Data extracted from a collection:
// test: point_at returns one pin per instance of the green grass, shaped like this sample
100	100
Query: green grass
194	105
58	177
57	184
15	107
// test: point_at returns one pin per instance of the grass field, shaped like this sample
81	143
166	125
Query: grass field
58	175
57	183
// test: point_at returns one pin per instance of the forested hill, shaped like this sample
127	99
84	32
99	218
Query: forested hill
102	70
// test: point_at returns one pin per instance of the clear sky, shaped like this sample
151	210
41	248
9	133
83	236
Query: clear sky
...
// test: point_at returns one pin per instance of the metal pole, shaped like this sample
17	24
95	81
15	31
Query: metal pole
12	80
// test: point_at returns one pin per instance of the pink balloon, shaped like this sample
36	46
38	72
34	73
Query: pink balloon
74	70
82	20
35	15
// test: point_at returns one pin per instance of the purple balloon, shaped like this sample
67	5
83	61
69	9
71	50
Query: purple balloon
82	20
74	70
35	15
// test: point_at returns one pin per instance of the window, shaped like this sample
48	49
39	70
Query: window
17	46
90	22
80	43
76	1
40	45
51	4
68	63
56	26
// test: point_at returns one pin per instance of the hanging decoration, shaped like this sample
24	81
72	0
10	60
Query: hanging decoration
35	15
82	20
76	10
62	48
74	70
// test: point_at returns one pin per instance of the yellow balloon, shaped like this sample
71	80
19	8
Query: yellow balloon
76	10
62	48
---
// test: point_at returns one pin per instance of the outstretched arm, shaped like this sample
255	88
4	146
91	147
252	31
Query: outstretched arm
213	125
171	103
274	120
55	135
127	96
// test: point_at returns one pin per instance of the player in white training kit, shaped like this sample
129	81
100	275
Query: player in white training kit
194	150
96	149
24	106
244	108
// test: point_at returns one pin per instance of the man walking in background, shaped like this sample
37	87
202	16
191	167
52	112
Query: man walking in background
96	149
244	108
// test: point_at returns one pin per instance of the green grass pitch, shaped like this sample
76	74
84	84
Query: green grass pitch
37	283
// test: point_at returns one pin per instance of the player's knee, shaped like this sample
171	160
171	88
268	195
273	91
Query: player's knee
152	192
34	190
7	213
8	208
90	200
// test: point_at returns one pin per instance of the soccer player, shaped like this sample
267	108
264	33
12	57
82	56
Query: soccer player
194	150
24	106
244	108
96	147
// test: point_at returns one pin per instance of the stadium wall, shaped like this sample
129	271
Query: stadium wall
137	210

» Exercise details: Every line of the entries above that holds "clear" should be copied out.

» Response to the exercise:
// test: point_at returns one pin per instance of the clear sky, shaped like this sample
Query: clear sky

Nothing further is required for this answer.